• Énoncé 1: D'après le commentaire sur le football congolais, depuis quelle date la Fifa a-t-elle suspendu la Fécofoot ?
• Énoncé 2: Résumez en deux phrases le commentaire sur le football congolais.
• Énoncé 3: Recopiez le passage du commentaire sur le football congolais qui s'ouvre sur les mots contenant « La crise qui » et se termine par « silence. Pourquoi le football congolais est-il bloqué? ».

• Texte extrait:

*-*-*

Commentaire
Pourquoi le football congolais est-il bloqué?
La crise qui mine le football congolais a provoqué la suspension temporaire de la Fécofoot (Fédération congolaise de football) par la Fifa (Fédération internationale de football association) depuis le 6 février 2025. Les conditions à remplir ont été données pour que la suspension soit levée à tout moment. Jusque-là, seul le ministre en charge des sports, Hugues Ngouélondélé, a réagi à cette décision. La Commission ad hoc, aujourd’hui dirigée par Wilfried Bruno Monka et qui occupe le siège de la Fécofoot n’a pas encore réagi, alors que le Comité exécutif de la Fécofoot, dont le président est Jean-Guy Blaise Mayolas et qui a été jeté dans la rue depuis le 7 octobre 2024, se prépare à sortir de son silence. Pourquoi le football congolais est-il bloqué?
S’il faut pour l’instant s’en tenir au point de presse du ministre Hugues Ngouélondélé, il ne semble pas y avoir de solution satisfaisante pour soulager le football congolais. Et pour cause, le ministre des sports a déclaré qu’il est prêt au compromis, mais jamais à la compromission. Beaucoup de Congolais ne comprennent pas l’usage de ces deux termes dans le contexte du football. Au fait, il y a un non-dit derrière ces deux termes. Comment les comprendre?


La Fifa a posé quatre conditions pour lever la suspension qui frappe la Fécofoot. Parmi ces conditions, il y a celle de «redonner le contrôle total du siège de la Fecofoot, du Centre technique d’Ignié et des autres installations de la fédération au Comité exécutif de la Fecofoot, dirigé par M. Jean-Guy Blaise Mayolas, et à son administration».
Et bien, c’est là où le bât blesse. Pour le ministre Hugues Ngouélondélé, la Fifa est en train d’obliger le Congo à une solution qui paraît à ses yeux comme une «compromission», puisque cette solution passe par la réhabilitation de Jean-Guy Blaise Mayolas. Ce qu’il ne veut pas. Pour lui, il faut trouver un compromis avec la Fifa qui fera que la Fécofoot soit dirigée par une autre personne. C’est pourquoi il voit dans la suspension, une opportunité d’organiser le football congolais sur de nouvelles bases. Sous-entendu, on va mettre en place un nouveau Comité exécutif de la Fécofoot.
Pourquoi cette attitude d’intolérance de la part du ministre Ngouélondélé? Officiellement, ce dernier accuse Jean-Guy Blaise Mayolas de manque de résultats. «Depuis 2017 à aujourd’hui, nous n’avons aucun résultat. Mais, si on met sur la balance l’argent dépensé, c’est triste pour le pays. Je dis bien, c’est triste pour le pays. On ne peut pas continuer comme ça», a-t-il dit lors de son point de presse.

*-*-*

• Liste des lignes:
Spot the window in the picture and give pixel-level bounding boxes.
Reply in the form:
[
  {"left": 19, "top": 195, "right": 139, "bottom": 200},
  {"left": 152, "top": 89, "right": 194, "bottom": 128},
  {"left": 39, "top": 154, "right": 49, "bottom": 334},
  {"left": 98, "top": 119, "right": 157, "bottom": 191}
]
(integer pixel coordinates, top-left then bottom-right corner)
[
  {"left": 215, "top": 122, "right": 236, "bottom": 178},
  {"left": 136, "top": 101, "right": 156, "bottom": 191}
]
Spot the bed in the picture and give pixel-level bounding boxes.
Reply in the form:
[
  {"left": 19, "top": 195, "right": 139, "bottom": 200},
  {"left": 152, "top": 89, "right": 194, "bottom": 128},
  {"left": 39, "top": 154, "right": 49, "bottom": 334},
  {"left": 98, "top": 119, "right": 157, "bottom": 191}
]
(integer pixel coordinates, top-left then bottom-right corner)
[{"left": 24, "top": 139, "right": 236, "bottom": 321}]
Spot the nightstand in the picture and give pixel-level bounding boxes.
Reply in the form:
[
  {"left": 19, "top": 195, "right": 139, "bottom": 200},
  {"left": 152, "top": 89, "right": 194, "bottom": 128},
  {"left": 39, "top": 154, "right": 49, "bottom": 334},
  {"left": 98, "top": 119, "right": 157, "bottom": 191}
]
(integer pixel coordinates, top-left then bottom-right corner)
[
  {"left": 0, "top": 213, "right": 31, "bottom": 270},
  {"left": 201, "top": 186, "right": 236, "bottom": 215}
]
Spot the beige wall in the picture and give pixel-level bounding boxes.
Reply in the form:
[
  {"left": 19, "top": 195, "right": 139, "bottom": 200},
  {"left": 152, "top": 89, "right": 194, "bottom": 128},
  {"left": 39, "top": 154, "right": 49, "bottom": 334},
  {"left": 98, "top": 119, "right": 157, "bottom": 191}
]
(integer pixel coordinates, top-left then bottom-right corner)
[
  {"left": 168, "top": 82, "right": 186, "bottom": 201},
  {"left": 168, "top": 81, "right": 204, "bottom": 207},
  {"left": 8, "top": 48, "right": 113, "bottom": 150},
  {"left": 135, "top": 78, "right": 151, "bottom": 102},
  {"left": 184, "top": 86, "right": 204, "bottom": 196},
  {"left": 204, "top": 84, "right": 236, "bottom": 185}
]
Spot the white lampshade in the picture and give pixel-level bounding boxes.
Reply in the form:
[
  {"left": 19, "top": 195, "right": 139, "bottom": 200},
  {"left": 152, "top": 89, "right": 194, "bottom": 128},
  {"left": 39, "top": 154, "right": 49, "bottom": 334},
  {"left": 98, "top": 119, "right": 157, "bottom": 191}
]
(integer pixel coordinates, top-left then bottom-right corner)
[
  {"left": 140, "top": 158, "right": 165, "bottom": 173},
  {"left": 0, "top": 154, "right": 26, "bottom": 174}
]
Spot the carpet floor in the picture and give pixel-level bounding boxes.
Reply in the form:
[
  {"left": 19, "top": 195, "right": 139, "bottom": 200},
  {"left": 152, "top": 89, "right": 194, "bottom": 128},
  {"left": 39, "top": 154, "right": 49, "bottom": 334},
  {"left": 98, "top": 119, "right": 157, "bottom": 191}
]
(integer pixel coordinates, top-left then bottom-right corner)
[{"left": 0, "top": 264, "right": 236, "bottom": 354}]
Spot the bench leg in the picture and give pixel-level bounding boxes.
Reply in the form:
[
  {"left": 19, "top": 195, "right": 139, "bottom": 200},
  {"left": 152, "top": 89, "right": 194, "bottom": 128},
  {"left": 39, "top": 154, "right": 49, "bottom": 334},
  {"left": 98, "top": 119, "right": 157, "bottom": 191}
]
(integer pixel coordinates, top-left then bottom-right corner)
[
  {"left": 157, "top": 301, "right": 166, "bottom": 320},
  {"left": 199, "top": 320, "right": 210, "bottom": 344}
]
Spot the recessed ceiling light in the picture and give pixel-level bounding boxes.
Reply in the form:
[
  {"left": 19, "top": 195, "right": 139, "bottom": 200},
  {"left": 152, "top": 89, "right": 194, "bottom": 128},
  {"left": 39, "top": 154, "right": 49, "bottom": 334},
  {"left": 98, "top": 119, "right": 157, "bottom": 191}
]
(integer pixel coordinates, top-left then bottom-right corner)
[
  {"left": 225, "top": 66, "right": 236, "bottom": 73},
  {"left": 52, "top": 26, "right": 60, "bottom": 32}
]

*-*-*

• Réponse finale 1: Depuis le 6 février 2025.

• Réponse finale 2: La Fifa suspend la Fécofoot depuis le 6 février 2025 et pose quatre conditions pour lever la mesure, dont celle de rendre le contrôle du siège et des installations au Comité exécutif dirigé par Jean-Guy Blaise Mayolas. Le ministre des sports Hugues Ngouélondélé refuse cette réhabilitation, qu'il qualifie de compromission, reproche à Mayolas l'absence de résultats depuis 2017 et veut un nouveau Comité exécutif.

• Réponse finale 3:
La crise qui mine le football congolais a provoqué la suspension temporaire de la Fécofoot (Fédération congolaise de football) par la Fifa (Fédération internationale de football association) depuis le 6 février 2025. Les conditions à remplir ont été données pour que la suspension soit levée à tout moment. Jusque-là, seul le ministre en charge des sports, Hugues Ngouélondélé, a réagi à cette décision. La Commission ad hoc, aujourd’hui dirigée par Wilfried Bruno Monka et qui occupe le siège de la Fécofoot n’a pas encore réagi, alors que le Comité exécutif de la Fécofoot, dont le président est Jean-Guy Blaise Mayolas et qui a été jeté dans la rue depuis le 7 octobre 2024, se prépare à sortir de son silence. Pourquoi le football congolais est-il bloqué?